**Short task:** Update the lines from the one containing "Could you kindly segment every instance of the orange" through the one containing "108 137 L 110", changing "orange trim" to "orange stripe" and keeping everything else unchanged. Give back only those lines.
+++
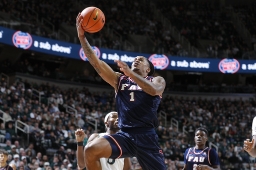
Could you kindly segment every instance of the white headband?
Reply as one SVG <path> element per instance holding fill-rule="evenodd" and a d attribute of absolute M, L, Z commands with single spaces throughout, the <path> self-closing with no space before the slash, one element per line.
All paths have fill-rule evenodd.
<path fill-rule="evenodd" d="M 105 116 L 105 119 L 104 120 L 104 123 L 107 122 L 108 122 L 108 117 L 110 116 L 110 115 L 111 115 L 112 113 L 118 113 L 118 112 L 111 112 L 108 113 L 106 115 L 106 116 Z M 105 124 L 105 126 L 106 128 L 106 124 Z"/>

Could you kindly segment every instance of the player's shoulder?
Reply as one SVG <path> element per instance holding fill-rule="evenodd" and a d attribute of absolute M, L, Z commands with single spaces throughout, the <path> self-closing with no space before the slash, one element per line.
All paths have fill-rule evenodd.
<path fill-rule="evenodd" d="M 88 141 L 87 142 L 87 143 L 88 143 L 92 141 L 93 140 L 97 139 L 98 137 L 98 135 L 99 135 L 99 134 L 96 134 L 96 133 L 92 134 L 90 137 L 89 139 L 88 139 Z"/>
<path fill-rule="evenodd" d="M 217 152 L 216 152 L 216 150 L 215 150 L 215 149 L 214 148 L 208 148 L 208 150 L 209 150 L 209 152 L 210 152 L 210 154 L 211 153 L 213 153 L 213 154 L 217 154 Z"/>
<path fill-rule="evenodd" d="M 191 148 L 191 147 L 190 147 L 190 148 L 188 148 L 188 149 L 186 150 L 186 152 L 188 152 L 188 151 L 190 151 L 190 150 L 192 151 L 192 150 L 193 150 L 193 147 L 192 147 L 192 148 Z"/>

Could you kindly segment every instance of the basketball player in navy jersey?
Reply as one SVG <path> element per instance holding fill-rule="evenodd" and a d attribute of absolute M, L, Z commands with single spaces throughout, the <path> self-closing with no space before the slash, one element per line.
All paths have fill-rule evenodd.
<path fill-rule="evenodd" d="M 139 56 L 127 64 L 116 60 L 120 71 L 115 72 L 100 60 L 87 41 L 82 28 L 82 16 L 76 18 L 76 28 L 82 49 L 92 65 L 116 91 L 118 127 L 120 132 L 106 135 L 84 147 L 88 170 L 101 170 L 100 159 L 136 157 L 142 170 L 166 170 L 162 151 L 154 128 L 158 124 L 157 110 L 166 86 L 162 77 L 154 77 L 154 68 L 147 58 Z"/>
<path fill-rule="evenodd" d="M 102 137 L 106 135 L 114 134 L 116 133 L 120 129 L 118 127 L 118 112 L 111 112 L 108 113 L 104 119 L 105 126 L 106 128 L 106 133 L 92 134 L 87 142 L 87 144 L 98 138 Z M 78 144 L 80 142 L 84 143 L 84 140 L 86 137 L 86 134 L 82 129 L 78 129 L 75 132 L 76 139 Z M 84 169 L 86 167 L 84 159 L 84 157 L 83 146 L 78 146 L 78 152 L 76 158 L 78 164 L 80 169 Z M 117 160 L 109 160 L 106 158 L 102 158 L 100 159 L 102 170 L 130 170 L 130 158 L 119 159 Z M 138 169 L 134 170 L 142 170 Z"/>
<path fill-rule="evenodd" d="M 199 128 L 196 130 L 196 147 L 185 152 L 184 170 L 220 170 L 217 153 L 214 149 L 206 147 L 208 140 L 208 131 L 206 129 Z"/>
<path fill-rule="evenodd" d="M 12 168 L 7 164 L 7 156 L 8 153 L 4 150 L 0 149 L 0 170 L 13 170 Z"/>

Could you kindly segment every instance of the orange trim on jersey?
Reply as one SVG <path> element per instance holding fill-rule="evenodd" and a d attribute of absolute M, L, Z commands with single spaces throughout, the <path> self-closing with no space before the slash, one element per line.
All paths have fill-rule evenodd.
<path fill-rule="evenodd" d="M 196 147 L 194 148 L 194 149 L 193 150 L 193 152 L 194 153 L 194 154 L 196 155 L 199 155 L 199 154 L 201 154 L 202 153 L 202 152 L 204 151 L 205 150 L 206 150 L 207 148 L 208 148 L 208 147 L 206 147 L 206 148 L 204 148 L 204 150 L 202 150 L 202 151 L 200 152 L 199 153 L 196 153 L 196 151 L 195 151 L 195 150 L 196 150 Z"/>
<path fill-rule="evenodd" d="M 209 151 L 208 151 L 208 161 L 209 162 L 209 164 L 212 165 L 212 164 L 210 164 L 210 150 L 212 149 L 212 148 L 210 148 Z"/>
<path fill-rule="evenodd" d="M 119 82 L 118 83 L 118 89 L 116 89 L 116 95 L 115 97 L 116 97 L 116 94 L 118 94 L 118 90 L 119 89 L 119 88 L 120 87 L 120 84 L 121 84 L 121 80 L 124 77 L 125 77 L 126 76 L 123 75 L 122 76 L 121 76 L 121 77 L 119 79 Z"/>
<path fill-rule="evenodd" d="M 108 137 L 110 137 L 110 138 L 112 139 L 112 140 L 114 142 L 114 143 L 116 143 L 116 145 L 118 148 L 119 148 L 119 150 L 120 150 L 120 155 L 119 156 L 119 157 L 116 158 L 116 159 L 118 159 L 122 156 L 122 149 L 121 148 L 121 147 L 120 147 L 120 145 L 119 145 L 119 144 L 118 143 L 118 141 L 116 141 L 116 139 L 114 138 L 113 138 L 112 136 L 110 135 L 106 135 L 106 136 L 108 136 Z"/>

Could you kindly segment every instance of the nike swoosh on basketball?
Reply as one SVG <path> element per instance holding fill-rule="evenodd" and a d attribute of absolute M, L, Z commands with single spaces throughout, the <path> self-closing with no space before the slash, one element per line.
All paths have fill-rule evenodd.
<path fill-rule="evenodd" d="M 97 13 L 96 13 L 96 16 L 95 16 L 95 18 L 94 17 L 92 17 L 92 18 L 94 18 L 94 20 L 96 20 L 96 19 L 97 19 L 97 18 L 98 17 L 98 11 L 97 10 Z"/>

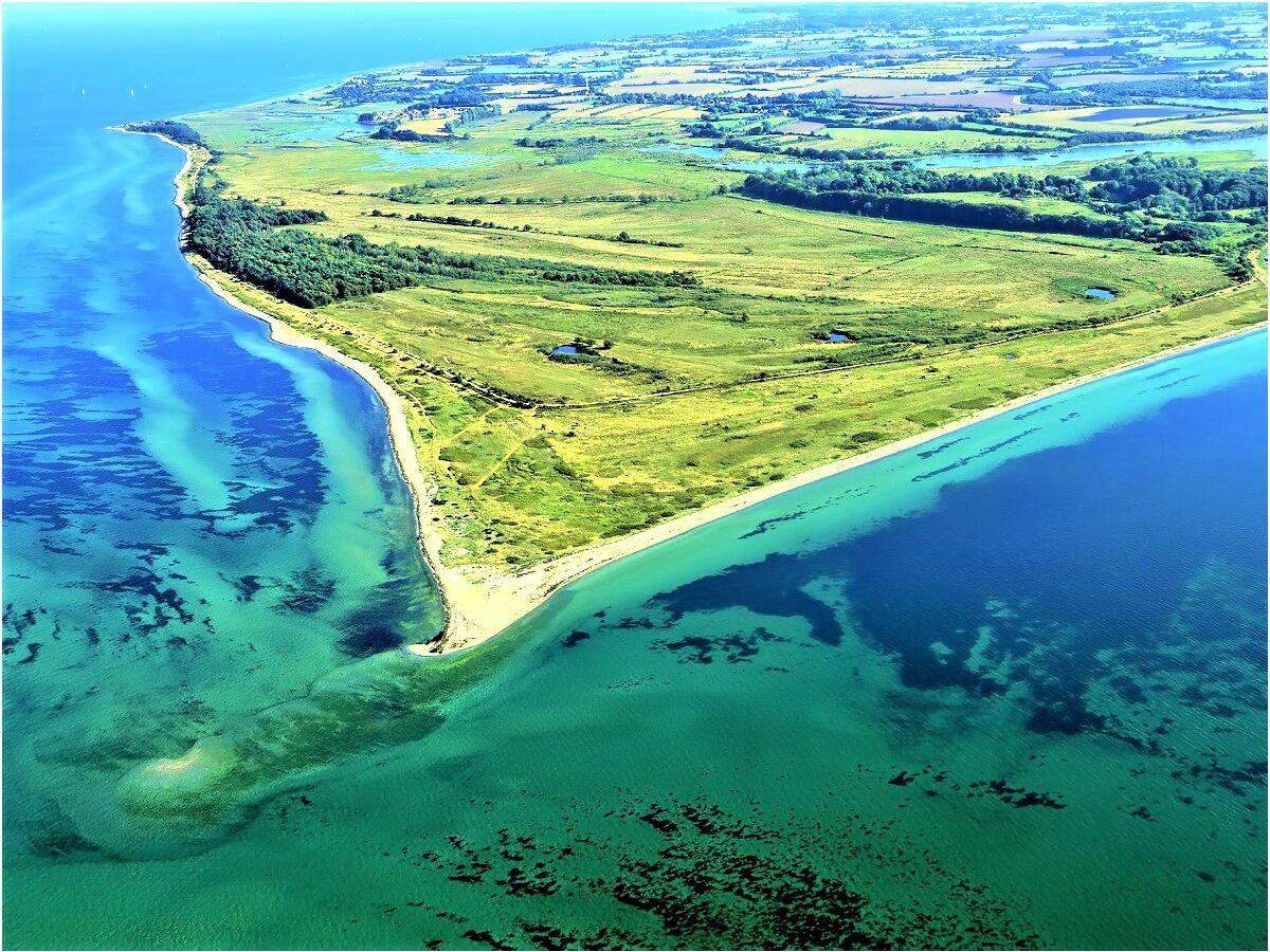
+++
**Finished exercise:**
Could you kindly segment every instance of the orange stripe on jersey?
Reply as one SVG <path> element per instance holding fill-rule="evenodd" and a d attribute of absolute M, L, Z commands with single spaces throughout, the <path> self-closing with no space before the slash, one element per line.
All paths have fill-rule evenodd.
<path fill-rule="evenodd" d="M 196 147 L 194 148 L 194 149 L 193 150 L 193 152 L 194 153 L 194 154 L 196 155 L 199 155 L 199 154 L 201 154 L 202 153 L 202 152 L 204 151 L 205 150 L 206 150 L 207 148 L 208 148 L 208 147 L 206 147 L 206 148 L 204 148 L 204 150 L 202 150 L 202 151 L 200 152 L 199 153 L 196 153 L 196 151 L 195 151 L 195 150 L 196 150 Z"/>
<path fill-rule="evenodd" d="M 209 151 L 208 151 L 208 161 L 209 162 L 209 164 L 212 165 L 212 164 L 210 164 L 210 150 L 212 149 L 212 148 L 210 148 Z"/>
<path fill-rule="evenodd" d="M 119 82 L 118 83 L 118 89 L 116 89 L 116 95 L 115 97 L 116 97 L 116 94 L 118 94 L 118 90 L 119 89 L 119 88 L 120 87 L 120 84 L 121 84 L 121 80 L 124 77 L 125 77 L 126 76 L 123 75 L 122 76 L 121 76 L 121 77 L 119 79 Z"/>
<path fill-rule="evenodd" d="M 108 137 L 110 137 L 110 138 L 112 139 L 112 140 L 114 142 L 114 143 L 116 143 L 116 145 L 118 148 L 119 148 L 119 150 L 120 150 L 120 155 L 119 156 L 119 157 L 116 158 L 116 159 L 118 159 L 122 156 L 122 149 L 121 148 L 121 147 L 120 147 L 120 145 L 119 145 L 119 144 L 118 143 L 118 141 L 116 141 L 116 139 L 114 138 L 113 138 L 112 136 L 110 135 L 106 135 L 106 136 L 108 136 Z"/>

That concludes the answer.